### Required work
Your answer should repeat exactly the lines from the one holding "point per instance: basket rim" through the end of the data, and it should contain no pictures.

### Provided data
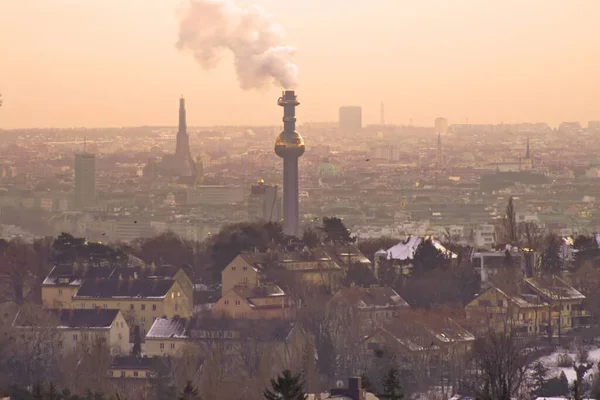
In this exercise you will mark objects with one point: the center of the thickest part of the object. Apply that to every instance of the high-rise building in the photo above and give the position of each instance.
(264, 202)
(290, 146)
(350, 119)
(441, 126)
(85, 180)
(183, 155)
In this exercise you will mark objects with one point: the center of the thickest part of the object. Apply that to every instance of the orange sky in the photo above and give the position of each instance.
(97, 63)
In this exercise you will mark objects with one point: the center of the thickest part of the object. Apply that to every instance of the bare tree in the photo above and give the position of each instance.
(502, 362)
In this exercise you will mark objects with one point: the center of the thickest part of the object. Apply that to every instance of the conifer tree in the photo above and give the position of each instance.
(189, 392)
(286, 387)
(392, 390)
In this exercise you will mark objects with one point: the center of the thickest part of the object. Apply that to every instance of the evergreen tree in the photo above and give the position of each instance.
(427, 258)
(38, 391)
(538, 377)
(366, 383)
(510, 223)
(52, 392)
(580, 371)
(551, 259)
(335, 232)
(310, 238)
(189, 392)
(286, 387)
(392, 390)
(137, 341)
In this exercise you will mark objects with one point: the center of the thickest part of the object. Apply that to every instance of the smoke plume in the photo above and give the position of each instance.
(210, 26)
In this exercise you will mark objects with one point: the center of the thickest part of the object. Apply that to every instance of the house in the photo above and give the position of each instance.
(278, 342)
(80, 329)
(63, 281)
(260, 302)
(526, 314)
(567, 310)
(131, 367)
(313, 267)
(167, 336)
(425, 344)
(377, 304)
(354, 391)
(245, 269)
(140, 300)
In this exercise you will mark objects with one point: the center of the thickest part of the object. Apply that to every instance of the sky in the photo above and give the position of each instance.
(100, 63)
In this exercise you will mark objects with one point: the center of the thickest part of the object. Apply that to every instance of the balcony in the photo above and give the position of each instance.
(580, 313)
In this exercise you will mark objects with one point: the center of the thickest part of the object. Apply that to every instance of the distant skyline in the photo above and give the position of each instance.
(98, 63)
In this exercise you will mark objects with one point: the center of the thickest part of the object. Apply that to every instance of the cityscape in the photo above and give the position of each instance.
(348, 258)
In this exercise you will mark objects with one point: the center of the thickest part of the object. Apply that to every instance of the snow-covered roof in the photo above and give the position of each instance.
(406, 250)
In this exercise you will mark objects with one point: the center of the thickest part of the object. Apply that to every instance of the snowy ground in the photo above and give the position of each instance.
(551, 362)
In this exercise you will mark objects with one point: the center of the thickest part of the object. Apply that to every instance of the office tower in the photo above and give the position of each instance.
(290, 146)
(85, 180)
(441, 126)
(183, 157)
(264, 202)
(350, 119)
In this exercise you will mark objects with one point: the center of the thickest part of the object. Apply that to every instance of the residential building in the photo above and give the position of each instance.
(504, 310)
(140, 300)
(260, 302)
(280, 342)
(81, 329)
(376, 304)
(64, 281)
(566, 303)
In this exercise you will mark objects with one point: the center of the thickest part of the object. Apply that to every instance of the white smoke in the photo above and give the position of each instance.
(210, 26)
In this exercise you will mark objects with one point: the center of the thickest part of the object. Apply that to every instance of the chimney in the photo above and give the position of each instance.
(355, 390)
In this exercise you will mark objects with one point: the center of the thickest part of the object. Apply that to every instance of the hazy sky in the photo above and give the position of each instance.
(114, 62)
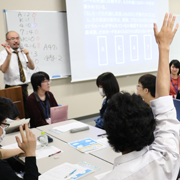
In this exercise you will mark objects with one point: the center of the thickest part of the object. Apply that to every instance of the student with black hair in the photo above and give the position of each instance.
(27, 147)
(150, 147)
(146, 87)
(40, 101)
(108, 86)
(174, 67)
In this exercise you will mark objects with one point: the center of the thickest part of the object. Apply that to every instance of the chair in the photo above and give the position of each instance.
(15, 94)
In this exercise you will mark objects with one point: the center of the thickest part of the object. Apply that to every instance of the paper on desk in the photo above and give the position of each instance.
(87, 145)
(14, 146)
(46, 151)
(70, 126)
(61, 171)
(99, 176)
(103, 141)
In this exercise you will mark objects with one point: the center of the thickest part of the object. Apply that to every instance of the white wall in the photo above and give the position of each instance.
(82, 97)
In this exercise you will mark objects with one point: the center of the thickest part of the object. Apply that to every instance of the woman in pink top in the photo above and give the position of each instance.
(174, 66)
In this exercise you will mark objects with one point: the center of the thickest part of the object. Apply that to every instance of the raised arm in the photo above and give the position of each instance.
(164, 39)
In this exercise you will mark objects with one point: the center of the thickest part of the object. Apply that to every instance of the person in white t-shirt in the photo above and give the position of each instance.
(149, 142)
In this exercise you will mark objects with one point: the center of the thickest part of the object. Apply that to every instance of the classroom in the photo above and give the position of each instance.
(82, 97)
(66, 92)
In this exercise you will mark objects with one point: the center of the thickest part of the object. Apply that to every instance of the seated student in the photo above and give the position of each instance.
(13, 115)
(150, 148)
(108, 86)
(146, 87)
(27, 147)
(40, 101)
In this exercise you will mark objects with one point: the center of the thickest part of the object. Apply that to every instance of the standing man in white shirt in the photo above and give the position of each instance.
(150, 147)
(14, 63)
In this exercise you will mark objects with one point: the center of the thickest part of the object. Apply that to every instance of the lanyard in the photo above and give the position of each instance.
(176, 89)
(46, 110)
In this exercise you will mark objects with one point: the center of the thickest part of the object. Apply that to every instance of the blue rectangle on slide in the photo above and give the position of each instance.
(102, 50)
(119, 49)
(134, 52)
(147, 47)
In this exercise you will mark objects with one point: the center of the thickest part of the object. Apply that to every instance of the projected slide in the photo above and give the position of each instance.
(112, 25)
(113, 35)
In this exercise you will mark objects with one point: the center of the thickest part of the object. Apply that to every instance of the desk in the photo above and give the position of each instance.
(69, 154)
(69, 137)
(106, 154)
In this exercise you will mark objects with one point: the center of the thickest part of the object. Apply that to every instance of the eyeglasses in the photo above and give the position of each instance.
(138, 85)
(13, 39)
(6, 125)
(46, 81)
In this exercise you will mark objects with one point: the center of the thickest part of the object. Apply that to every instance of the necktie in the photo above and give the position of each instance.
(21, 71)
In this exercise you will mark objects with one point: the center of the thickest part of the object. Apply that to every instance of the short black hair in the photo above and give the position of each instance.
(109, 83)
(37, 78)
(5, 109)
(129, 123)
(148, 81)
(176, 63)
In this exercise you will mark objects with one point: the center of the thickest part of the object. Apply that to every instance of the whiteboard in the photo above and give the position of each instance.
(44, 34)
(175, 46)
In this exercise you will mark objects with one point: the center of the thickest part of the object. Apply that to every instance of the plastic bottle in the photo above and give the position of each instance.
(43, 139)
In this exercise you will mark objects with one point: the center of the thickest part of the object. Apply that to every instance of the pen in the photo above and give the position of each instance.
(54, 153)
(70, 173)
(101, 135)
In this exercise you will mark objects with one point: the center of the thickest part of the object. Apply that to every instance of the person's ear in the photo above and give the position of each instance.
(146, 90)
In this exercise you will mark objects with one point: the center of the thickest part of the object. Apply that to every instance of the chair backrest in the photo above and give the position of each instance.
(59, 113)
(15, 94)
(177, 106)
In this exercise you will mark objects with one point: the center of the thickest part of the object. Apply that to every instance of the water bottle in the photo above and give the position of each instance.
(43, 139)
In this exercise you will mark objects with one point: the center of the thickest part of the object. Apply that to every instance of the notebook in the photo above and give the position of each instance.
(177, 106)
(14, 124)
(59, 113)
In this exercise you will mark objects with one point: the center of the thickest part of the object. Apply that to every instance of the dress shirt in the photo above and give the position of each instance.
(160, 160)
(12, 76)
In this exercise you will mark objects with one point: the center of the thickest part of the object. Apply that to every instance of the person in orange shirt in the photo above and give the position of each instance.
(174, 67)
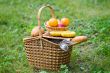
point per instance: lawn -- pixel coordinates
(88, 17)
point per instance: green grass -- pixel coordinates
(88, 17)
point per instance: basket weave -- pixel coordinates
(44, 54)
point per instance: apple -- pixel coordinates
(61, 25)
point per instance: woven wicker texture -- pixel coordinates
(45, 54)
(49, 56)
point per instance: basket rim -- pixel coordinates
(29, 38)
(55, 27)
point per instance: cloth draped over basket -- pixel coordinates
(44, 54)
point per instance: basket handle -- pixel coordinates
(39, 14)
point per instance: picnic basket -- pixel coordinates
(43, 53)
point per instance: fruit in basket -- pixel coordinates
(47, 23)
(60, 24)
(46, 33)
(65, 21)
(35, 31)
(68, 34)
(55, 33)
(53, 22)
(79, 39)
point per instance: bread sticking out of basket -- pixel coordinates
(43, 51)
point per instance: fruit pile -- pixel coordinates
(53, 22)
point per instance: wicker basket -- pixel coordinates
(44, 54)
(48, 28)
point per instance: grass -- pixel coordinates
(88, 17)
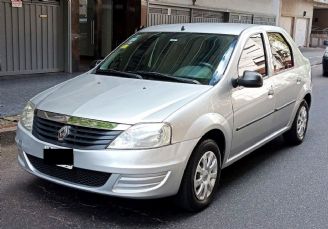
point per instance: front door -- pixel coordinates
(253, 107)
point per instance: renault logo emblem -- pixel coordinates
(62, 133)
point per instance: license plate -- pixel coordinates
(60, 157)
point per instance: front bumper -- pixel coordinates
(141, 174)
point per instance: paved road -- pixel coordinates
(275, 187)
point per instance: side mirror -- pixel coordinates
(94, 64)
(249, 79)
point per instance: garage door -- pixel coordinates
(301, 31)
(31, 37)
(287, 24)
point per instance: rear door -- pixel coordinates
(287, 81)
(253, 107)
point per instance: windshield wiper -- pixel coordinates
(164, 76)
(118, 73)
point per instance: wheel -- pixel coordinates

### Written solution
point per instance: basket rim -- pixel coordinates
(29, 38)
(55, 27)
point per instance: cloth draped over basket -- pixel coordinates
(44, 54)
point per instance: basket handle -- pixel coordinates
(39, 14)
point per instance: picnic basket -- pixel coordinates
(43, 53)
point per instance: fruit in basket -- pixel coordinates
(47, 23)
(60, 24)
(46, 33)
(65, 21)
(35, 31)
(68, 34)
(55, 33)
(53, 22)
(79, 39)
point per instance: bread sticking out of basket -- pixel coordinates
(43, 51)
point per instance: fruit pile -- pixel coordinates
(53, 22)
point per instance: wicker basket -- pixel coordinates
(44, 54)
(48, 28)
point per instance: grass -- pixel coordinates
(88, 17)
point per instance: front door -- pixel coordinates
(253, 107)
point per instance: renault logo emblem -- pixel coordinates
(62, 133)
point per instance: license plate -- pixel coordinates
(60, 157)
point per instance: front bumper -- pixel coordinates
(141, 174)
point per instance: paved road -- pixel coordinates
(275, 187)
point per instance: side mirror -- pixel coordinates
(94, 64)
(249, 79)
point per instance: garage door -- pixel coordinates
(301, 31)
(31, 37)
(287, 24)
point per instance: rear door -- pixel coordinates
(287, 81)
(253, 107)
point per instance: windshield wiper -- pixel coordinates
(164, 76)
(118, 73)
point per instance: wheel -- pixel coordinates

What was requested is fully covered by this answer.